» **What this task involves**
What is needed is a faithful copy of all the records.

═════ Data for the task ═════

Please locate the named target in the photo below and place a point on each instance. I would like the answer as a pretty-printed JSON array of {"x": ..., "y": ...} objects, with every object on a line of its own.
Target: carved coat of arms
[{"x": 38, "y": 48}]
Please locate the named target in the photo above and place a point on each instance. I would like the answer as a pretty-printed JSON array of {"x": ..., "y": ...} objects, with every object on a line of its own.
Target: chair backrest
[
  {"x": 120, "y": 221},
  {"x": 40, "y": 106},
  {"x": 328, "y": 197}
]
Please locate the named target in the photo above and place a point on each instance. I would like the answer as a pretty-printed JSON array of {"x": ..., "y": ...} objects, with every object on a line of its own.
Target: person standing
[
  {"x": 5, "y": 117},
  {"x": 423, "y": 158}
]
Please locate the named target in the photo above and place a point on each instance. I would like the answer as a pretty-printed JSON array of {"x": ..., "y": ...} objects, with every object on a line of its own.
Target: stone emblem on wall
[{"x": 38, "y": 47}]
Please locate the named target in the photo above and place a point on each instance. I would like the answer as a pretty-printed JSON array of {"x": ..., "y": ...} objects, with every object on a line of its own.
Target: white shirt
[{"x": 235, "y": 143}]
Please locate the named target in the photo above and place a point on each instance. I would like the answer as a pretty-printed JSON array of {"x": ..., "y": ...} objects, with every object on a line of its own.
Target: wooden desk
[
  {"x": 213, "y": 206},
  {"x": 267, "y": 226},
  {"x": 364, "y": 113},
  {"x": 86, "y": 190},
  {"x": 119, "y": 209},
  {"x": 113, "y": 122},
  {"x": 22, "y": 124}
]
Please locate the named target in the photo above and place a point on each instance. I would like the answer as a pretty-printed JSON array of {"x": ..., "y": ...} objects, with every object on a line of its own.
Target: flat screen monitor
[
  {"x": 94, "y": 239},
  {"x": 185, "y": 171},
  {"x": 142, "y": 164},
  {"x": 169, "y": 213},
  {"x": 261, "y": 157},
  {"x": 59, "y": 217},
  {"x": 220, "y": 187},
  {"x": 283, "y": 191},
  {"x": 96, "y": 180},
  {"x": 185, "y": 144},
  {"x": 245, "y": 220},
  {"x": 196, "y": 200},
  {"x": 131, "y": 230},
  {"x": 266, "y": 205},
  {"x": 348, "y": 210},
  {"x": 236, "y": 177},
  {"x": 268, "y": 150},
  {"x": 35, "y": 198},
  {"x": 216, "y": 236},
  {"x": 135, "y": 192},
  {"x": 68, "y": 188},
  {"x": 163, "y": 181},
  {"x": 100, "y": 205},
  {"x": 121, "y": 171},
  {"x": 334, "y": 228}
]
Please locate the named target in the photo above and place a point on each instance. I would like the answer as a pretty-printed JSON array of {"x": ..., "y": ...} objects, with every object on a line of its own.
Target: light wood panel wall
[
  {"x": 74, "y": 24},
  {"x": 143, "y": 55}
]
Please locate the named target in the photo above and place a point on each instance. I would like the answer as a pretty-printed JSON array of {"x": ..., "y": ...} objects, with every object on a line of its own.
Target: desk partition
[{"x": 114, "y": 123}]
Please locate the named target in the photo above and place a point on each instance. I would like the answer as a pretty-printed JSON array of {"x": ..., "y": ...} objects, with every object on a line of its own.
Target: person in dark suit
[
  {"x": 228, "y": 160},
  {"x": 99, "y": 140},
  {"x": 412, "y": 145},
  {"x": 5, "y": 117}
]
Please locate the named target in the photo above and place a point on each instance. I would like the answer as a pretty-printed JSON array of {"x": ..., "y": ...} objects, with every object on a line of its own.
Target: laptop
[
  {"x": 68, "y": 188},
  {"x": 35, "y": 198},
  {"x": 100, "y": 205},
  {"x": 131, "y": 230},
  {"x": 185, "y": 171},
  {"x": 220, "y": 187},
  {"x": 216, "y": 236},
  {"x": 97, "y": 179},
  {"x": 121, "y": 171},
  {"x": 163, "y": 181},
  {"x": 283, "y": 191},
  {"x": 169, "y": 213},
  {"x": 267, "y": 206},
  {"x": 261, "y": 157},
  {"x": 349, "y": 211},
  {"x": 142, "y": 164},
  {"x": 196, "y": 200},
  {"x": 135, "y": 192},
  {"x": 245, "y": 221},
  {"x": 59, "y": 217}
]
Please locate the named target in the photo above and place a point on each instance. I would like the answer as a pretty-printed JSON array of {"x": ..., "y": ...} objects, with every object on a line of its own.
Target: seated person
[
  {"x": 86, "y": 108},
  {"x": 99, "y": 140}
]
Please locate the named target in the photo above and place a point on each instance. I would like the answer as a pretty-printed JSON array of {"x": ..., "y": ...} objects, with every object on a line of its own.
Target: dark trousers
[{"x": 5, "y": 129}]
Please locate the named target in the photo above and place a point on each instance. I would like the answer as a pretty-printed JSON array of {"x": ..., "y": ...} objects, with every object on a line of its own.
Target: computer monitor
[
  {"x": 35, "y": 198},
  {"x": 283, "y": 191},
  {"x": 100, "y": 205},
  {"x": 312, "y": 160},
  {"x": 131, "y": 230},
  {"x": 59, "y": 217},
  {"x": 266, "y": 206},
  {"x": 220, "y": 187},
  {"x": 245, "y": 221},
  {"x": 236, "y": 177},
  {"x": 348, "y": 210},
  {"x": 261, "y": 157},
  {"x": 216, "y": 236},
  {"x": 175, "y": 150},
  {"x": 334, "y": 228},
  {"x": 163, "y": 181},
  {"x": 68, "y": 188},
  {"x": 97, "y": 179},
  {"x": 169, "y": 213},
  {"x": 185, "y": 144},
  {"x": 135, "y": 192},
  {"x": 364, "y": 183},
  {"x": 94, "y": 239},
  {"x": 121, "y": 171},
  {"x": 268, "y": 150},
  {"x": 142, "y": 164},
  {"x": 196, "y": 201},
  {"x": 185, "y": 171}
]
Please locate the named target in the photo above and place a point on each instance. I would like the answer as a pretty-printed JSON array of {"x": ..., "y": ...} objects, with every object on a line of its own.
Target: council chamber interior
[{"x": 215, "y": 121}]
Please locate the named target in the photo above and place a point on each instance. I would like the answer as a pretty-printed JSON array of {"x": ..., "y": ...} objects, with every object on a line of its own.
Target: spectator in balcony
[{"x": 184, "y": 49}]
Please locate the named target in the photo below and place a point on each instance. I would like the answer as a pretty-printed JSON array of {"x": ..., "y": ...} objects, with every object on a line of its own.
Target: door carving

═════

» **Solution for this task**
Please locate the named target in the photo below and place a point on each instance. I would like the answer as a pretty-printed JSON array of {"x": ..., "y": ...} objects, with every object on a line of its own.
Target: carved coat of arms
[{"x": 38, "y": 48}]
Please locate the named target in the photo above and place a point on each instance. I would like the answer as a pretty-printed JSON array of {"x": ..., "y": ...} objects, with every object on a line of its own.
Target: chair backrest
[
  {"x": 120, "y": 221},
  {"x": 40, "y": 106},
  {"x": 328, "y": 197}
]
Please locate the named target in the photo above and place a point on each instance. I would like the answer as a pretty-printed JSON array of {"x": ..., "y": ...} objects, with every object on a line of its own.
Target: person standing
[
  {"x": 5, "y": 117},
  {"x": 423, "y": 158}
]
Please locate the named target in the photo above and place a point on each instance. I would like the answer as a pretty-printed JSON array of {"x": ..., "y": ...} objects, with every object on a line of its own.
Target: stone emblem on wall
[{"x": 38, "y": 47}]
Please locate the named target in the photo above and place a point on each instance. I would like the answer as a pretty-printed JSON array of {"x": ..., "y": ...} objects, with every object on a line of its own.
Target: white shirt
[{"x": 235, "y": 143}]
Please locate the named target in the photo above and place a point on each instance. I would like the answer as a pretty-printed JSON array of {"x": ..., "y": ...} objects, with every object on a line of its own.
Target: wooden desk
[
  {"x": 213, "y": 206},
  {"x": 267, "y": 226},
  {"x": 364, "y": 113},
  {"x": 86, "y": 190},
  {"x": 119, "y": 209},
  {"x": 113, "y": 122},
  {"x": 22, "y": 124}
]
Please locate the named target in the photo above and place a point on each instance. I would like the answer as a pretty-printed JSON array of {"x": ..., "y": ...} objects, with every object on a line of its own.
Target: flat screen monitor
[
  {"x": 94, "y": 239},
  {"x": 185, "y": 171},
  {"x": 142, "y": 164},
  {"x": 169, "y": 213},
  {"x": 261, "y": 157},
  {"x": 59, "y": 217},
  {"x": 220, "y": 187},
  {"x": 283, "y": 191},
  {"x": 96, "y": 180},
  {"x": 185, "y": 144},
  {"x": 245, "y": 220},
  {"x": 196, "y": 200},
  {"x": 131, "y": 230},
  {"x": 266, "y": 205},
  {"x": 348, "y": 210},
  {"x": 236, "y": 177},
  {"x": 268, "y": 150},
  {"x": 35, "y": 198},
  {"x": 216, "y": 236},
  {"x": 135, "y": 192},
  {"x": 68, "y": 188},
  {"x": 163, "y": 181},
  {"x": 100, "y": 205},
  {"x": 121, "y": 171},
  {"x": 334, "y": 228}
]
Please locate the named target in the photo above and place a point on each instance. I would like the answer as a pretty-printed JSON array of {"x": ..., "y": ...} objects, with every object on a line of its own.
Target: light wood panel wall
[
  {"x": 74, "y": 24},
  {"x": 143, "y": 55}
]
Please locate the named target in the photo above and place a point on each instance. I would like the answer as a pretty-printed JSON array of {"x": ..., "y": ...} objects, with every object on a line of its own.
Target: desk partition
[{"x": 114, "y": 123}]
Please locate the named target in the photo above and place a point on each instance. I would like the answer as a pretty-printed JSON array of {"x": ..., "y": ...} objects, with every object on a line of its own.
Target: person in dark suit
[
  {"x": 228, "y": 160},
  {"x": 99, "y": 140},
  {"x": 412, "y": 145},
  {"x": 5, "y": 117}
]
Please locate the named target in the photo above and place a point on each instance. I would like the answer as a pretty-printed JSON array of {"x": ..., "y": ...} objects, with every object on a line of its own.
Target: laptop
[
  {"x": 68, "y": 188},
  {"x": 35, "y": 198},
  {"x": 100, "y": 205},
  {"x": 131, "y": 230},
  {"x": 185, "y": 171},
  {"x": 220, "y": 187},
  {"x": 216, "y": 236},
  {"x": 97, "y": 179},
  {"x": 121, "y": 171},
  {"x": 163, "y": 181},
  {"x": 283, "y": 191},
  {"x": 169, "y": 213},
  {"x": 267, "y": 206},
  {"x": 261, "y": 157},
  {"x": 349, "y": 211},
  {"x": 142, "y": 164},
  {"x": 196, "y": 200},
  {"x": 135, "y": 192},
  {"x": 245, "y": 221},
  {"x": 59, "y": 217}
]
Please locate the named target in the photo above and place a point on each instance. I would like the answer as a pretty-printed JSON array of {"x": ..., "y": ...} objects, with every object on a line of its own.
Target: seated person
[
  {"x": 86, "y": 108},
  {"x": 99, "y": 140}
]
Please locate the named target in the photo above and place a point on each instance. I would like the answer as a pretty-printed JSON array of {"x": ..., "y": ...} objects, with every object on a line of its own.
Target: dark trousers
[{"x": 5, "y": 129}]
Please locate the named target in the photo above and place a point on each instance. I would like the answer as a pretty-printed JSON array of {"x": ..., "y": ...} objects, with every object on a line of its own.
Target: computer monitor
[
  {"x": 35, "y": 198},
  {"x": 283, "y": 191},
  {"x": 100, "y": 205},
  {"x": 312, "y": 160},
  {"x": 131, "y": 230},
  {"x": 59, "y": 217},
  {"x": 266, "y": 206},
  {"x": 220, "y": 187},
  {"x": 245, "y": 221},
  {"x": 236, "y": 177},
  {"x": 348, "y": 210},
  {"x": 261, "y": 157},
  {"x": 216, "y": 236},
  {"x": 175, "y": 150},
  {"x": 334, "y": 228},
  {"x": 163, "y": 181},
  {"x": 68, "y": 188},
  {"x": 97, "y": 179},
  {"x": 169, "y": 213},
  {"x": 185, "y": 144},
  {"x": 135, "y": 192},
  {"x": 364, "y": 183},
  {"x": 94, "y": 239},
  {"x": 121, "y": 171},
  {"x": 268, "y": 150},
  {"x": 142, "y": 164},
  {"x": 196, "y": 201},
  {"x": 185, "y": 171}
]
Please locate the named target in the photo above and place a point on each instance. I would like the answer as a pretty-printed JSON array of {"x": ..., "y": ...} objects, with every object on a line of its own.
Target: council chamber interior
[{"x": 215, "y": 121}]
Please locate the named target in the photo above and place a point on each instance. I would like the answer as a pretty-printed JSON array of {"x": ..., "y": ...} objects, with every object on a line of its own.
Target: spectator in balcony
[{"x": 184, "y": 49}]
Please locate the named target in the photo below and place a point on each instance. I would like the answer as a pretty-printed JSON array of {"x": ..., "y": ...} objects, with every object on a line of its own.
Target: door carving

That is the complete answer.